▶ [Your objective]: The complete set of records below must be repeated precisely as given.

[Items from a data source]
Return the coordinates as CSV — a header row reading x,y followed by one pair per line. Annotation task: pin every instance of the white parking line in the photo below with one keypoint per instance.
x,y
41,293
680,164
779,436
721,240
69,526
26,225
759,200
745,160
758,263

▶ [Output]:
Return the coordinates as CSV — a header row reading x,y followed by one pair per line. Annotation task: pin every instance of the white parking line in the photo below with one keypoint per instance.
x,y
41,293
680,164
779,436
721,240
69,526
26,225
759,200
745,160
758,263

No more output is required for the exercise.